[GIVEN PASSAGE]
________________________

No, this isn’t a joke or a public service announcement for hygiene. Due to barely-there grooming, pubic lice are losing their preferred habitats – and it’s causing the scientific community concern.
In our hand sanitizer-obsessed culture, we’d probably prefer to not think of the estimated 100 trillion microscopic organisms who call our bodies home. Pubic lice or crab louse, known scientifically as Phthirus pubis, do not transmit disease, but were estimated in 2009 to infest about 2 percent to 10 percent of the human population.
However, in a society where waxing, manscaping, and vajazzing are becoming the norm, pubic lice are on the decline. According to Bloomberg News (yes, it’s a real report from Kenyon College), an estimated 80 percent of U.S. college students have little to no, ahem, habitat for the lowly crab louse. Moreover, in Australia, Sydney’s main sexual health clinic hasn’t seen a female case of pubic lice since 2008.
So, why aren’t we all jumping for joy? According to entomologist Ian F. Burgess, of the Insect Research & Development Ltd, this loss of habitat creates “an environmental disaster in the making for this species.” And, while many organisms are adaptable, over the last 3 million years, pubic lice have come to rely on humans as their sole host species.
That’s right – it’s your nethers or nothing for the little guys.
It’s likely that few will fret over their pending extinction, but naturalists and scientists say their endangered status is a call to make people aware of biodiversity and problems of habitat destruction on a larger level. Even thought they’re unwelcome, their disappearance will impact our delicate ecosystem.

________________________

[EXTRACTED ENTRIES]
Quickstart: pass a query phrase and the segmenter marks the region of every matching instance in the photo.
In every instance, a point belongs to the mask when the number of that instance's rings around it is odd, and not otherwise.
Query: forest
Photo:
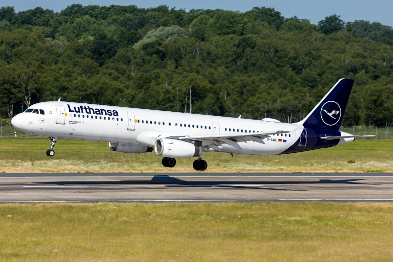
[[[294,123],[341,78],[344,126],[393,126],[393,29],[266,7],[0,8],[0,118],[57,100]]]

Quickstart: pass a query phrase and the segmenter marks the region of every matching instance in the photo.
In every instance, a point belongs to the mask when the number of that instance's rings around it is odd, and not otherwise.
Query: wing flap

________________________

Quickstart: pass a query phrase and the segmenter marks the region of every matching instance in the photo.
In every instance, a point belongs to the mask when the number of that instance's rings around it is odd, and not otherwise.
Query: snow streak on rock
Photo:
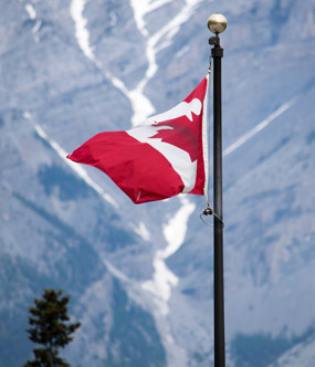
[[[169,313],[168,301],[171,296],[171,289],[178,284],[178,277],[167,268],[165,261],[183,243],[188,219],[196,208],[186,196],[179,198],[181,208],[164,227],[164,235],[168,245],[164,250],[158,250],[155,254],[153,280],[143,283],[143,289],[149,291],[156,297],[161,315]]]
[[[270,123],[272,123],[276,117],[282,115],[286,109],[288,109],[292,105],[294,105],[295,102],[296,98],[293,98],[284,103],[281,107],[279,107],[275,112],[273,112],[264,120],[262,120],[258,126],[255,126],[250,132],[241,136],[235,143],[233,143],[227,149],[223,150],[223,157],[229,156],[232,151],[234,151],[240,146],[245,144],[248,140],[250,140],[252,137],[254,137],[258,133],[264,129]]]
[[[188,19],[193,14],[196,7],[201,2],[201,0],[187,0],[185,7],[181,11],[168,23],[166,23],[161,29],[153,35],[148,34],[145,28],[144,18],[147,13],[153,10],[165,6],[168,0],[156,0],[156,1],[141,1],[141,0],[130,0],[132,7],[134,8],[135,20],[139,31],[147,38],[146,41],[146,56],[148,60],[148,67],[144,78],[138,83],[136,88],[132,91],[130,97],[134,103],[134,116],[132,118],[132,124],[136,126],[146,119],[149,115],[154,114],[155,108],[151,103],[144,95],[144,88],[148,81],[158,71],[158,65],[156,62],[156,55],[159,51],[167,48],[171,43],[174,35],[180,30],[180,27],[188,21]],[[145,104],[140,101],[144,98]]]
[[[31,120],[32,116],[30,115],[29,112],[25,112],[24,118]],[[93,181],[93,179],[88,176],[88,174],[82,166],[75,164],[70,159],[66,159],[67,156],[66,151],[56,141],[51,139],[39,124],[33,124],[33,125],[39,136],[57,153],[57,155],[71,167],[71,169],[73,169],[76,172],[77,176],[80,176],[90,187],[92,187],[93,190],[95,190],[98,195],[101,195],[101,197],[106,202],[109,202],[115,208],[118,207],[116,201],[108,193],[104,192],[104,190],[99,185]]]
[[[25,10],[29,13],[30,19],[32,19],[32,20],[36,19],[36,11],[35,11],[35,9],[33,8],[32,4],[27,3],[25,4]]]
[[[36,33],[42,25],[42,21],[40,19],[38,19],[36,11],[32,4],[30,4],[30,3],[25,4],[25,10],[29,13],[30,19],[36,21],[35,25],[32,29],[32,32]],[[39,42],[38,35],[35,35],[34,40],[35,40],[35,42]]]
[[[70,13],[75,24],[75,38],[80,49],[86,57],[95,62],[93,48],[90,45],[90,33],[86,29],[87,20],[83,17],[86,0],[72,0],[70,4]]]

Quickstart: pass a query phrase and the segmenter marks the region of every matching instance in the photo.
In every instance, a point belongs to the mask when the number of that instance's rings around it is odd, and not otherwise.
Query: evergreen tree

________________________

[WORK TO BE COMPLETED] List every grooming practice that the text about pubic lice names as becoming the norm. Rely solely on the text about pubic lice.

[YOUR RESPONSE] Waxing, manscaping, vajazzing